Short exercise:
List every line below that contains the string "antenna", copying each one in full. Count a line only if its letters match that string's case.

··· Records provided ···

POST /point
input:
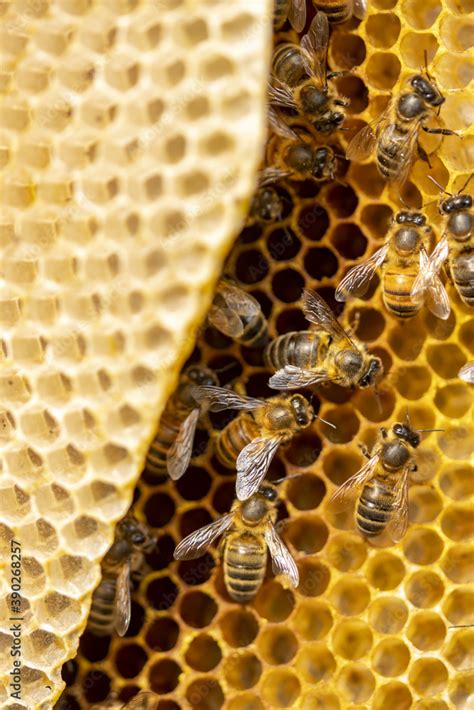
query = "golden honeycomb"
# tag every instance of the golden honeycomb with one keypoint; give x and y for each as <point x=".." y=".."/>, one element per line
<point x="369" y="627"/>
<point x="122" y="129"/>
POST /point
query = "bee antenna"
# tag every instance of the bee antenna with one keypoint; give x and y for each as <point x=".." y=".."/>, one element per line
<point x="435" y="182"/>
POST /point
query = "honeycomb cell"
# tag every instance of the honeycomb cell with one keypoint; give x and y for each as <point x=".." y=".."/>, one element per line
<point x="280" y="688"/>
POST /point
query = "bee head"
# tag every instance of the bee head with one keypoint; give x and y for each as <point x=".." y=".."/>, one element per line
<point x="373" y="373"/>
<point x="427" y="90"/>
<point x="406" y="433"/>
<point x="302" y="410"/>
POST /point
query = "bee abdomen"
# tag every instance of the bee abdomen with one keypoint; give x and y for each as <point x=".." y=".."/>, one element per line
<point x="245" y="561"/>
<point x="397" y="293"/>
<point x="300" y="349"/>
<point x="255" y="334"/>
<point x="232" y="439"/>
<point x="101" y="618"/>
<point x="374" y="509"/>
<point x="337" y="12"/>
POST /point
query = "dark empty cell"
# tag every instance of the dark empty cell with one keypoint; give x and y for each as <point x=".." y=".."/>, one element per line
<point x="164" y="676"/>
<point x="137" y="618"/>
<point x="291" y="320"/>
<point x="226" y="367"/>
<point x="162" y="634"/>
<point x="370" y="323"/>
<point x="96" y="686"/>
<point x="282" y="245"/>
<point x="354" y="89"/>
<point x="159" y="509"/>
<point x="348" y="50"/>
<point x="216" y="339"/>
<point x="349" y="241"/>
<point x="257" y="386"/>
<point x="195" y="483"/>
<point x="250" y="234"/>
<point x="368" y="179"/>
<point x="130" y="659"/>
<point x="198" y="609"/>
<point x="377" y="218"/>
<point x="192" y="520"/>
<point x="162" y="553"/>
<point x="195" y="572"/>
<point x="69" y="672"/>
<point x="342" y="199"/>
<point x="94" y="648"/>
<point x="306" y="492"/>
<point x="251" y="266"/>
<point x="224" y="497"/>
<point x="320" y="263"/>
<point x="287" y="285"/>
<point x="205" y="694"/>
<point x="203" y="653"/>
<point x="162" y="593"/>
<point x="313" y="222"/>
<point x="303" y="450"/>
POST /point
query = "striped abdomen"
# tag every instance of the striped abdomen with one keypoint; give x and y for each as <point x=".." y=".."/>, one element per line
<point x="337" y="11"/>
<point x="374" y="507"/>
<point x="288" y="65"/>
<point x="301" y="349"/>
<point x="255" y="333"/>
<point x="101" y="618"/>
<point x="396" y="287"/>
<point x="236" y="435"/>
<point x="245" y="559"/>
<point x="462" y="271"/>
<point x="280" y="13"/>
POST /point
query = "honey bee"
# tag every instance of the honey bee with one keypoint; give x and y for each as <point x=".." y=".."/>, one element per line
<point x="394" y="135"/>
<point x="300" y="79"/>
<point x="111" y="602"/>
<point x="292" y="10"/>
<point x="171" y="449"/>
<point x="251" y="440"/>
<point x="238" y="315"/>
<point x="456" y="247"/>
<point x="382" y="484"/>
<point x="339" y="11"/>
<point x="466" y="372"/>
<point x="249" y="531"/>
<point x="402" y="258"/>
<point x="325" y="354"/>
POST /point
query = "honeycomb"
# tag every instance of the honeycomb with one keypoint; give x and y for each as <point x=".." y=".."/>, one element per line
<point x="122" y="129"/>
<point x="369" y="627"/>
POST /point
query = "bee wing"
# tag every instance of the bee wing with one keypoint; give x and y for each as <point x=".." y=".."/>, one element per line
<point x="291" y="377"/>
<point x="144" y="700"/>
<point x="297" y="14"/>
<point x="196" y="544"/>
<point x="398" y="523"/>
<point x="345" y="494"/>
<point x="253" y="462"/>
<point x="314" y="46"/>
<point x="123" y="602"/>
<point x="179" y="455"/>
<point x="359" y="8"/>
<point x="357" y="280"/>
<point x="225" y="321"/>
<point x="466" y="372"/>
<point x="318" y="312"/>
<point x="268" y="176"/>
<point x="219" y="398"/>
<point x="282" y="560"/>
<point x="281" y="95"/>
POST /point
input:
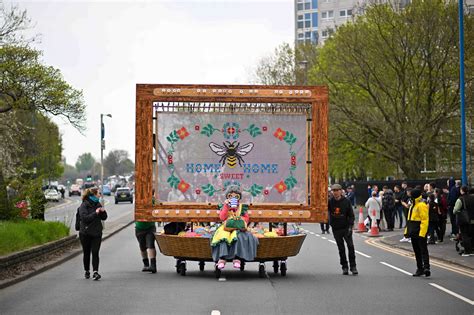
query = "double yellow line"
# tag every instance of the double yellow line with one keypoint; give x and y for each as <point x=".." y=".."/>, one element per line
<point x="433" y="261"/>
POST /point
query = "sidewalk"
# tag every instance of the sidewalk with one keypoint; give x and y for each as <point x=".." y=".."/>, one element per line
<point x="32" y="267"/>
<point x="445" y="251"/>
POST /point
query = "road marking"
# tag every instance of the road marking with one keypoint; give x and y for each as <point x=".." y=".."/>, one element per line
<point x="452" y="293"/>
<point x="362" y="254"/>
<point x="435" y="262"/>
<point x="396" y="268"/>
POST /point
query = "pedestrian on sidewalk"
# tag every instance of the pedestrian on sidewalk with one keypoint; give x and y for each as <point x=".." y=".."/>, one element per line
<point x="465" y="203"/>
<point x="417" y="227"/>
<point x="454" y="193"/>
<point x="442" y="202"/>
<point x="341" y="219"/>
<point x="433" y="210"/>
<point x="91" y="214"/>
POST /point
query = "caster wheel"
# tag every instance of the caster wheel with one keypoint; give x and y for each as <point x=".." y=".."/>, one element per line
<point x="182" y="268"/>
<point x="283" y="268"/>
<point x="275" y="266"/>
<point x="218" y="272"/>
<point x="261" y="270"/>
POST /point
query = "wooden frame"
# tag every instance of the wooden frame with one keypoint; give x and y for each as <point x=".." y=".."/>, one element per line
<point x="147" y="94"/>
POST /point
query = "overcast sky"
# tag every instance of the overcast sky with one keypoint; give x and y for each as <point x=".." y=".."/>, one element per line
<point x="106" y="47"/>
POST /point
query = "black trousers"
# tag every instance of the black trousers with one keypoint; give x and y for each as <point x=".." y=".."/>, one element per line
<point x="420" y="247"/>
<point x="466" y="237"/>
<point x="340" y="236"/>
<point x="90" y="245"/>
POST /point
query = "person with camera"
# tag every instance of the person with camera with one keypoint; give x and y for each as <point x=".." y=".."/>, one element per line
<point x="91" y="214"/>
<point x="341" y="219"/>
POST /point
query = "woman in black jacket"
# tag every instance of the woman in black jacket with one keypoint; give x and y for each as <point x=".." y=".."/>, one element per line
<point x="92" y="214"/>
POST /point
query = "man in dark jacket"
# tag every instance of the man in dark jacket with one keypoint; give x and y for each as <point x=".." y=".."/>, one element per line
<point x="341" y="219"/>
<point x="454" y="193"/>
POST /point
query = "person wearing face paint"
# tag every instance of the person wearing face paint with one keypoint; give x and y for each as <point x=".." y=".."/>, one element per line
<point x="91" y="215"/>
<point x="232" y="241"/>
<point x="341" y="219"/>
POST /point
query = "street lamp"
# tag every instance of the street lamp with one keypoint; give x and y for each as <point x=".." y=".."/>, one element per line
<point x="102" y="148"/>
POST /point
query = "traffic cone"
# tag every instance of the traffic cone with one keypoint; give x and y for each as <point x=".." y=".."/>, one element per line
<point x="374" y="230"/>
<point x="361" y="228"/>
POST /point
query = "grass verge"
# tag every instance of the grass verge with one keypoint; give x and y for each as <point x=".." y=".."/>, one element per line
<point x="23" y="234"/>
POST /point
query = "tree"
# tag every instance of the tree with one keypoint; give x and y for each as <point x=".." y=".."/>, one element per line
<point x="85" y="162"/>
<point x="394" y="81"/>
<point x="118" y="163"/>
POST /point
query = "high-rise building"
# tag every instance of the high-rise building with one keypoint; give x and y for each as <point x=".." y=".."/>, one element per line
<point x="306" y="21"/>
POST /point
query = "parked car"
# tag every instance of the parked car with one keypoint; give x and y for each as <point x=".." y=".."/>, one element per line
<point x="75" y="190"/>
<point x="123" y="194"/>
<point x="106" y="190"/>
<point x="52" y="195"/>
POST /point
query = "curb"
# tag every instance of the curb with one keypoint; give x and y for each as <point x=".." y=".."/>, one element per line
<point x="445" y="260"/>
<point x="67" y="256"/>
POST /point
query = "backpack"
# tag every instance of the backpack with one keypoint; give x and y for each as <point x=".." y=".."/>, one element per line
<point x="78" y="220"/>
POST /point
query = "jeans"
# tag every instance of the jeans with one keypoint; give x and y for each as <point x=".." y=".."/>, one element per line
<point x="452" y="218"/>
<point x="90" y="244"/>
<point x="420" y="247"/>
<point x="345" y="235"/>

···

Solved problem:
query = "bee antenna"
# tag every instance of the bee antenna with one keypoint; give x and y for each as <point x=".." y=".."/>, one element per line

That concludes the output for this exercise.